Provided passage ::
+===+
HER-2 cell surface receptors tun on genes associated with carcinogenesis

Researchers at The University of Texas M. D. Anderson Cancer Center now have evidence that receptors found on tumors that were believed to function only on the surface of cells can actually switch on genes inside a cell's nucleus, thus promoting cancer development in two distinct ways.

They specifically found that HER-2 cell surface receptors, known to promote breast and other cancers when they allow too many growth signals to enter a cell, can actually travel into the nucleus and turn on a variety of genes, including COX-2, which also is associated with carcinogenesis.

The discovery, published in the September issue of the journal Cancer Cell, likely will revolutionize the way scientists think about membrane receptors, says the study's lead author, Mien-Chie Hung, Ph.D., a professor in the Department of Molecular & Cellular Oncology.

"For a number of years, researchers have found membrane receptors associated with cancer development in the nucleus of cells, but they believed these were just debris left over from the receptor's primary job, which is to shuttle signals into a cell," says Hung.
+===+
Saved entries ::
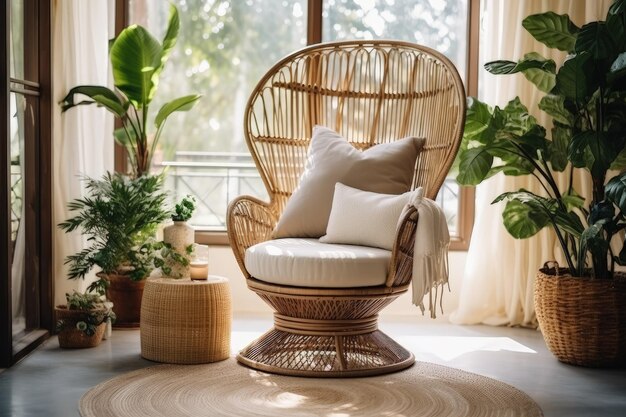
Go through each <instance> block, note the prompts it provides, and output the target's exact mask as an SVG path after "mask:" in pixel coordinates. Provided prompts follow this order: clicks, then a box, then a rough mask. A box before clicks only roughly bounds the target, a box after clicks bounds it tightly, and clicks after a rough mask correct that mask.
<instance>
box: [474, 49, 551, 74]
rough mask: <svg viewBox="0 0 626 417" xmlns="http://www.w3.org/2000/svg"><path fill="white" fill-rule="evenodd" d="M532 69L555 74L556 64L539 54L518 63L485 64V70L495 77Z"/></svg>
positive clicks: (507, 62)
mask: <svg viewBox="0 0 626 417" xmlns="http://www.w3.org/2000/svg"><path fill="white" fill-rule="evenodd" d="M529 55H530V54H529ZM527 56H528V55H527ZM537 57H539V58H537ZM532 68H535V69H540V70H543V71H547V72H552V73H554V72H555V71H556V64H555V63H554V61H553V60H551V59H545V58H542V57H541V56H540V55H539V54H534V55H532V56H531V57H530V58H527V57H524V59H521V60H519V61H518V62H513V61H491V62H487V63H486V64H485V69H486V70H487V71H489V72H490V73H492V74H495V75H501V74H515V73H517V72H522V71H527V70H529V69H532Z"/></svg>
+===+
Task prompt :: Retype the section of the HER-2 receptor article that starts with the words "Researchers at The" and ends with "Molecular & Cellular Oncology.".

Output of the exercise ::
Researchers at The University of Texas M. D. Anderson Cancer Center now have evidence that receptors found on tumors that were believed to function only on the surface of cells can actually switch on genes inside a cell's nucleus, thus promoting cancer development in two distinct ways.

They specifically found that HER-2 cell surface receptors, known to promote breast and other cancers when they allow too many growth signals to enter a cell, can actually travel into the nucleus and turn on a variety of genes, including COX-2, which also is associated with carcinogenesis.

The discovery, published in the September issue of the journal Cancer Cell, likely will revolutionize the way scientists think about membrane receptors, says the study's lead author, Mien-Chie Hung, Ph.D., a professor in the Department of Molecular & Cellular Oncology.